**Apply what you read:**
a: Reproduce verbatim the stretch of the report on Quinn from "Reporters asked Quinn" through "for this moment.".
b: Answer these questions about the report on Quinn:
(i) Which team did Team Canada shut out 1-0 on Monday?
(ii) How does Quinn describe their teammates in the remarks to the CBC?
(iii) How long have Quinn's teammates waited for this moment?

**Selected extract:**
###

KASHIMA-SHI, JAPAN – Before this week ends, the world will know the name Quinn: They will be the first-ever trans nonbinary athlete to win an Olympic medal. 

Quinn already made history as the world’s first trans nonbinary athlete to compete in any Olympic games. Now they and their teammates are on their way to winning either silver or gold. All Team Canada has to do is defeat Sweden on Thursday as handily as it did the number one-ranked USWNT in a 1-0 shutout Monday. Lose, and they get the silver; Win, and Quinn and Team Canada take home gold. 

“I’m so proud of my team,” Quinn told the CBC. “They’re my best friends. I’m so glad we’re bringing back a better medal than bronze.” 

Reporters asked Quinn about the historic nature of their participation, but they were focused on supporting their teammates who have waited almost a decade for this moment. 

“I’m doing this for the people I grew up looking up to. Like Sincy,” they said.

###

**Dataset entries:**
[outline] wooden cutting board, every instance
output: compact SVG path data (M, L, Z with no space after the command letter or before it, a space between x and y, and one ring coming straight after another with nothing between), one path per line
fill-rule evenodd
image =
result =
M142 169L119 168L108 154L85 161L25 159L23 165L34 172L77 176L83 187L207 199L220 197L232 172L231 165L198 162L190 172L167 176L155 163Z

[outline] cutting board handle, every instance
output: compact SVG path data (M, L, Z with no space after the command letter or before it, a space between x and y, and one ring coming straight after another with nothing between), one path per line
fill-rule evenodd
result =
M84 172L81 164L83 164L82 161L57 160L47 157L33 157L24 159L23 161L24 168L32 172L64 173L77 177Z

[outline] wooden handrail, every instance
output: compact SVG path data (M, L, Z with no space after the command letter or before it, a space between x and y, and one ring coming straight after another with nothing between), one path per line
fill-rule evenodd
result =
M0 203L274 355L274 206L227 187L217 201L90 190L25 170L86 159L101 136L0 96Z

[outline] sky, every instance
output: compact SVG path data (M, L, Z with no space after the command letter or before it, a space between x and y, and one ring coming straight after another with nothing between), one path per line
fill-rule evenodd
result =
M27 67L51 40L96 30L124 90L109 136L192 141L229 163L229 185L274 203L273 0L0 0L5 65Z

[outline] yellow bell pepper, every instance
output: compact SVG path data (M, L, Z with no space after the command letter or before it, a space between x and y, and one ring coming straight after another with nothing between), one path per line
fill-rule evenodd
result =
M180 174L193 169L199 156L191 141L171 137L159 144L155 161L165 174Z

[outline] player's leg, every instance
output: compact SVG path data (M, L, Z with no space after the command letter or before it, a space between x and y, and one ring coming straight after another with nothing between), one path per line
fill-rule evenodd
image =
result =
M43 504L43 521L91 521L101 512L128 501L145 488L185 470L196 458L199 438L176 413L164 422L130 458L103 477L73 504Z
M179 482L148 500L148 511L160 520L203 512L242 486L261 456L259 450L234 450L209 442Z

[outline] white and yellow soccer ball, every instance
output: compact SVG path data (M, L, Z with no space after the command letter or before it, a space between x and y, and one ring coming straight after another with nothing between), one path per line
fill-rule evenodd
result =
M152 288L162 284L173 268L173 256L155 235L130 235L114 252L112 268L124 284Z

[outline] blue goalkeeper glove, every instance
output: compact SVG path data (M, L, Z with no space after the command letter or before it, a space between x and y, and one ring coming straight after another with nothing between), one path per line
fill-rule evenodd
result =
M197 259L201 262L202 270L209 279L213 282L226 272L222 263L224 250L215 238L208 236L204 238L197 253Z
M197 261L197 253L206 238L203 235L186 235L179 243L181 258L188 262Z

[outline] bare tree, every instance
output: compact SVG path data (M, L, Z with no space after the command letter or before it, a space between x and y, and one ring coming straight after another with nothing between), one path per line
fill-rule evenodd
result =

###

**List of solutions:**
a:
Reporters asked Quinn about the historic nature of their participation, but they were focused on supporting their teammates who have waited almost a decade for this moment.

b:
(i) The number one-ranked USWNT
(ii) As their best friends
(iii) Almost a decade